▶ READING PASSAGE
--- START ---
Modeling Agency The Buzz


The multibillion-dollar advertising and fashion industries need models with the right look -- the kind that grab your attention. They get those models from modeling agencies.

You'll have lots of competition if you start your own agency. There are tons out there. But it is possible to set yourself apart and make your business a model of success.

Modeling agencies book talent. They act as brokers. A client such as an ad agency or fashion catalog will call and ask for "composites" of a certain type of model. A composite is a card that has various images of a specific model on it.

The client might ask for a particular age range, height range and hair color. The agency will pull composites of people fitting that description. Then the client might book the model, ask to see a portfolio on the model or ask to meet with the model.

Ben Barry started his modeling agency when he was just 14. The fact he was still living at home helped get his business going.

"I didn't have to worry about paying rent or any bill," he says. "I literally started by getting a set of business cards and using my family phone."

Currently, Barry is studying business management and women's studies at university. But he still has time to run his agency, which has offices in two cities.

Barry's agency currently represents 150 models. They work around the world and are of various ages, sizes and ethnicities. A major goal of the agency is opening the industry up to more models that look like the general public.

"I see that there's a big problem with the industry," Barry says. "It doesn't represent people, because models are primarily focused on being skinny and tall and young."

Barry credits his ability to start an agency at such a young age to several things. For one, he has always focused on building relationships with both models and clients. This makes him stand out in an industry that can make people feel like products.

Barry says that connections are important when you're starting out. However, he says it's not an obstacle if you start with few or none.

"Connections are important, but you get them by making them," he says. "And that's about being persistent and having the personality where you will go out and make things happen."

As far as education and training, Barry says business training is valuable. "That's why I'm taking management [at university]," he says. "But you know, I did this when I was in Grade 8....I learned a lot of it by doing it.

"You have to understand business," he adds. "You have to understand financial statements. You have to understand invoicing. [And] computer skills are essential."

Conny Barry is Ben Barry's mother. She's director of one of the agency's offices. She says integrity is an essential quality in this industry.

"You have to be so careful, when kids come in with their dreams and parents are pursuing their dreams, not to sell them goods," she says.

"Honesty and ethics: I don't think you can teach it, but if you don't have it, you're scamming, and there are more scamming places around than anything."

"There's a lot of agencies, but some of them aren't as reputable as others," agrees Laura Dodds. She's with the Canadian Model and Talent Convention (CMTC).

The CMTC is held every spring in Toronto. It draws hundreds of models, actors, agents and booking directors from around the world. Dodds says the CMTC works with 246 reputable agencies.

There are hundreds of agencies in Canada and thousands in the U.S. No one knows exactly how many, however, because there is no professional association. Some places require licenses, but many don't. Virtually anyone can call themselves an agent, adding to the potential for scams.
--- END ---
▶ DATA EXCERPT
--- START ---
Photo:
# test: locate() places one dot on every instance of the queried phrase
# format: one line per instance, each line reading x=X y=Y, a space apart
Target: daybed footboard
--- END ---
▶ EXERCISE BRIEF
Copy the modeling agency article word for word from "Modeling Agency The" to "with the model.".

▶ TASK RESULT
Modeling Agency The Buzz


The multibillion-dollar advertising and fashion industries need models with the right look -- the kind that grab your attention. They get those models from modeling agencies.

You'll have lots of competition if you start your own agency. There are tons out there. But it is possible to set yourself apart and make your business a model of success.

Modeling agencies book talent. They act as brokers. A client such as an ad agency or fashion catalog will call and ask for "composites" of a certain type of model. A composite is a card that has various images of a specific model on it.

The client might ask for a particular age range, height range and hair color. The agency will pull composites of people fitting that description. Then the client might book the model, ask to see a portfolio on the model or ask to meet with the model.